Information given section start

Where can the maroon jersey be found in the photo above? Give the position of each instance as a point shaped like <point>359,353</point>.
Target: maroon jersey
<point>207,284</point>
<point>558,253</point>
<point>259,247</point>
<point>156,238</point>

Information given section end

Exercise prompt:
Set down the whole of the data, exactly as it stands.

Exercise solution:
Where can the maroon jersey be found in the photo above? Give the position of each instance as a point shaped like <point>359,353</point>.
Target: maroon jersey
<point>207,284</point>
<point>558,253</point>
<point>259,247</point>
<point>156,238</point>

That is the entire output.